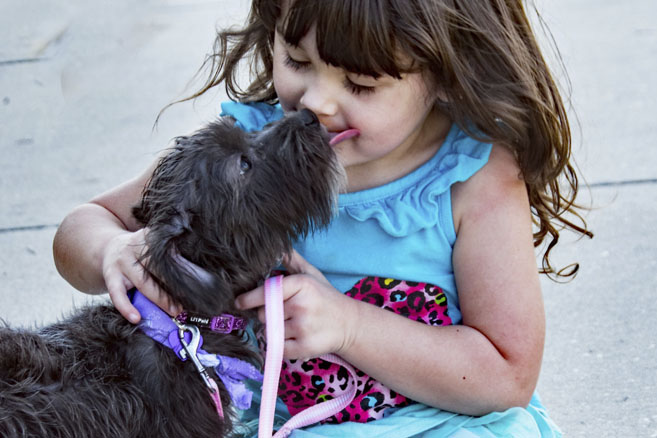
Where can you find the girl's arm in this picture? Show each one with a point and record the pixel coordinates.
(491, 362)
(97, 245)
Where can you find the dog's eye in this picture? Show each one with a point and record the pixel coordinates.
(245, 165)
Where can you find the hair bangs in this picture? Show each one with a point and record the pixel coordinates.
(356, 35)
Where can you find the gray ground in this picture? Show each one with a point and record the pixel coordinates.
(82, 82)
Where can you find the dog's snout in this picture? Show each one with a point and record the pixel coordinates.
(308, 117)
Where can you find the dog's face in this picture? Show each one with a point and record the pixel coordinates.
(224, 206)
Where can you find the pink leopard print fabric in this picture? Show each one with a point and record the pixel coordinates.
(304, 384)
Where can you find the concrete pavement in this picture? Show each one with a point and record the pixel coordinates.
(82, 82)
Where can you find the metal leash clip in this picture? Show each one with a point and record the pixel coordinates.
(190, 350)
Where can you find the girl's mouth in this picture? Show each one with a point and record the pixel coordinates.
(337, 137)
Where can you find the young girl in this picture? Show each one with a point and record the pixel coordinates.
(455, 141)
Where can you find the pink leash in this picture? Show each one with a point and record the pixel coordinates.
(275, 333)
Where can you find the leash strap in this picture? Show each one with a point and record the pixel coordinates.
(275, 333)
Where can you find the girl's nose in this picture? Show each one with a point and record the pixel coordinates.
(319, 99)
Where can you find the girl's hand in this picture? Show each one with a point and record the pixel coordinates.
(318, 318)
(122, 271)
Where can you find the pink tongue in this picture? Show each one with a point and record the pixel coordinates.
(344, 135)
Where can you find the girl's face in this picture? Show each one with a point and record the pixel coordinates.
(399, 127)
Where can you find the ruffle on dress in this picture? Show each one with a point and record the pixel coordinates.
(413, 202)
(251, 116)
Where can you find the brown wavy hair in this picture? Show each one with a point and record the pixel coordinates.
(482, 54)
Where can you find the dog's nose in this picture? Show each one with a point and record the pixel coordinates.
(308, 117)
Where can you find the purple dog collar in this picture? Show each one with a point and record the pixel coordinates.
(224, 323)
(232, 371)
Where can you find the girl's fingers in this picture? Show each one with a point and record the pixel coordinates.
(151, 290)
(296, 264)
(118, 295)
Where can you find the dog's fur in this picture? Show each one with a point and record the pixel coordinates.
(222, 208)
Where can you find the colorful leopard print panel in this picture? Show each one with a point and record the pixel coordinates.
(304, 384)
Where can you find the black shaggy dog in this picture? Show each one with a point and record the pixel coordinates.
(222, 208)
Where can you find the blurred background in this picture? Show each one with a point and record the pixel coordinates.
(82, 82)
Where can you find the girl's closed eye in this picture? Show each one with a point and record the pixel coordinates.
(353, 87)
(295, 64)
(358, 88)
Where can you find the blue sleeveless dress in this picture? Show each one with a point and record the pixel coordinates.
(401, 230)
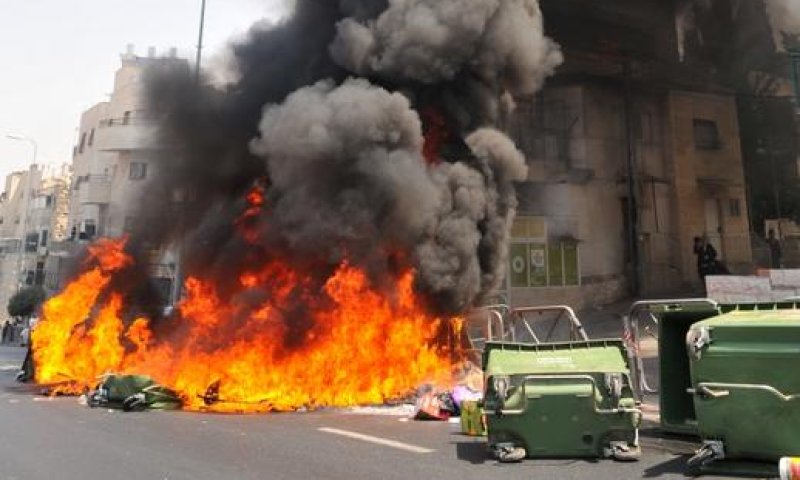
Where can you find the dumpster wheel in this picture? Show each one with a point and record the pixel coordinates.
(622, 452)
(509, 453)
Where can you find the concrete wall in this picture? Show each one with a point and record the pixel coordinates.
(581, 193)
(707, 177)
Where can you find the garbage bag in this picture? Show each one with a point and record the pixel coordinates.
(132, 392)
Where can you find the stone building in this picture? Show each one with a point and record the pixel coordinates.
(633, 150)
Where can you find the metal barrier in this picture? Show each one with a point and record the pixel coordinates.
(632, 330)
(518, 316)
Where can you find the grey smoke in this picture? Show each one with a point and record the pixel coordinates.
(347, 171)
(432, 41)
(341, 157)
(784, 15)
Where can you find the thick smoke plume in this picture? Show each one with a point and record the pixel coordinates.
(784, 15)
(329, 117)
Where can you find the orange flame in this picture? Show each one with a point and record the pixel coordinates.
(436, 134)
(353, 346)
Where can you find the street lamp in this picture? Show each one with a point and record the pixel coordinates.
(26, 195)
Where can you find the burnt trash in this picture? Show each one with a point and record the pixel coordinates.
(132, 393)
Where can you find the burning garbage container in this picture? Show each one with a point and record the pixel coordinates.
(570, 399)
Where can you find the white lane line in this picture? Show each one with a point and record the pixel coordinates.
(380, 441)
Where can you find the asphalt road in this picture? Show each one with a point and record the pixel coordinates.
(56, 438)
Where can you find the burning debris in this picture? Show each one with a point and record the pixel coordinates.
(328, 234)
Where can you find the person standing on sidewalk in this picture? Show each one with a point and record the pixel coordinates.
(774, 249)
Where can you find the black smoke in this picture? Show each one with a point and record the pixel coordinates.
(325, 115)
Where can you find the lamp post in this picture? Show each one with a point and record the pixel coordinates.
(794, 61)
(26, 196)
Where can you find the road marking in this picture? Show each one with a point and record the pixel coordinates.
(380, 441)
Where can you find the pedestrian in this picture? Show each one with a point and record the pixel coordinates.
(707, 263)
(698, 252)
(774, 249)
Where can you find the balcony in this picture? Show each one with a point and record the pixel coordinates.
(124, 134)
(95, 189)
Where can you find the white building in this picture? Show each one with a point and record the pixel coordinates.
(33, 217)
(114, 160)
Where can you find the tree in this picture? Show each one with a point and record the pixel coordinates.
(25, 302)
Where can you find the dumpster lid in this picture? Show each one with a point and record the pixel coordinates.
(755, 318)
(593, 356)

################

- YOUR OBJECTIVE:
Retype every entry above exactly, leaving out the pictures.

- SOLUTION BELOW:
Where can you find the girl's arm in this picture? Show each one with a point and record the pixel coordinates.
(491, 362)
(97, 245)
Where can you find the dog's eye in this picture? Show each one with a point and record the pixel coordinates.
(245, 165)
Where can you find the hair bangs in this picture? Show each one with a point and record the pixel coordinates.
(356, 35)
Where can you find the gray ground in this picture? Show each one with a point and record the pixel coordinates.
(82, 82)
Where can you find the dog's snout in this picture? Show each one with a point and record the pixel coordinates.
(308, 117)
Where can you find the dog's face in this picture? Show each one with a point and record the pixel coordinates.
(224, 206)
Where can you find the pink leopard print fabric in this picture? Show each one with a point and record the pixel coordinates.
(304, 384)
Where can you find the concrete pavement in this picture? Show each one with a point and record the pixel coordinates.
(82, 82)
Where can you find the metal leash clip in this picture? Show each one with a point and record the pixel coordinates.
(190, 350)
Where can you find the girl's mouth in this picture? Show each one with a point and record the pixel coordinates.
(337, 137)
Where can you find the young girl in this picture? Show each one with a point and record the pixel coordinates.
(455, 141)
Where can you find the pink leash in this picture? Show each one with a point and record the pixel coordinates.
(275, 333)
Where can you find the leash strap in this picture? Show each one with a point and record the pixel coordinates.
(275, 333)
Where can you find the girl's nose in this picture? Show each one with a point and record the pixel coordinates.
(319, 99)
Where can you find the girl's hand in this picture? Show each one with a point and record the pixel coordinates.
(318, 318)
(122, 271)
Where can you find the pink tongue in this picture? Show each one with a point and record the pixel coordinates.
(344, 135)
Where can you find the girl's face in this picture? Show each one with a point and record the pixel coordinates.
(399, 127)
Where can you find the ruffle on dress in this picture? Show each one with a point and record the pixel coordinates.
(413, 202)
(251, 116)
Where can you find the brown wavy hair in this picture? Show each one with a point and record the pixel coordinates.
(482, 54)
Where can you find the dog's nose in this picture? Show each one with a point and record the pixel coordinates.
(308, 117)
Where can you find the purple dog collar in this picture? Show each one with a point and record the pixel coordinates.
(224, 323)
(232, 371)
Where can you find the girl's fingers in this picture? Show each one with a point and record the pixel coordinates.
(151, 290)
(296, 264)
(118, 295)
Where can you find the dog's fur in this picture? Show each one with a point and record the pixel coordinates.
(222, 208)
Where can you find the colorful leopard print panel in this picture? Show each one with a point and record the pixel coordinates.
(304, 384)
Where can you find the black shaggy dog in this picture? Show each one with a point and record the pixel coordinates.
(222, 208)
Where can you find the blurred background in this picture? Show each one with a point and record the pixel coordinates.
(82, 82)
Where can you find the girl's closed eye in this picture? Show each one with a point and record the pixel coordinates.
(353, 87)
(295, 64)
(358, 88)
Where can you find the blue sleeveless dress in this picture? Show each one with a point and record the pixel coordinates.
(401, 230)
Where can you find the dumpster wheel in this picture? Show each one with a point and record the pixel coordinates.
(622, 452)
(509, 453)
Where can you find the concrete wall in this picture? Show each one with a point and record the pixel coordinates.
(581, 193)
(707, 177)
Where can you find the garbage bag in this picture? Show each one with a point and record the pixel coordinates.
(132, 392)
Where can you find the stone building in this picture? Show each one with a point and record the pixel coordinates.
(633, 150)
Where can you find the metal barrier in this picture? Show each one with a point and record the pixel coordinates.
(632, 330)
(518, 316)
Where can you find the grey smoke in this picture? Show each one with a point and record the pixel coordinates.
(347, 171)
(432, 41)
(341, 157)
(784, 15)
Where can you find the thick smoke plume in this picture? Show each one with a point and record the pixel coordinates.
(784, 15)
(329, 117)
Where can you find the orange flame in this picture? Show each one with a point and record the pixel coordinates.
(436, 134)
(353, 346)
Where can you find the street lamp in this picture? Show each one with a point and record the pixel coordinates.
(26, 195)
Where can you find the burnt trash in this picture? Show each one with a point and record the pixel coordinates.
(132, 393)
Where can you find the burning garbage container in this picture? Show each one with a point and record the pixel coordinates.
(570, 399)
Where can you find the white lane line in this picture? Show each one with a point and record the pixel coordinates.
(380, 441)
Where can you find the asphalt road in this picture? Show each one with a point and record the pixel coordinates.
(56, 438)
Where can you find the burning debris in this picture? Show each one with a point and record the pixel coordinates.
(328, 234)
Where can you find the person standing on sidewalk in this picture? Show each one with a point and record the pixel coordinates.
(774, 249)
Where can you find the black smoke in this picture? Show each one with a point and record the pixel coordinates.
(325, 115)
Where can you find the lamp post in this picture? Show each one with a point and record the pixel coordinates.
(794, 61)
(26, 196)
Where can you find the road marking in this picture? Show each one with a point and record the pixel coordinates.
(380, 441)
Where can you find the pedestrian in this picture? Show each one with a point and record the pixel coordinates.
(707, 263)
(698, 252)
(774, 249)
Where can you find the balcony in this picture? Show each one with a point and record the pixel coordinates.
(124, 134)
(95, 189)
Where can you find the white building in this picture? Show each one with a point and record the pixel coordinates.
(33, 217)
(114, 160)
Where can you find the tree in this picture? Show each one with a point and record the pixel coordinates.
(25, 302)
Where can you find the dumpster lid in this picture? Show each one with a point and record the pixel coordinates.
(755, 318)
(593, 356)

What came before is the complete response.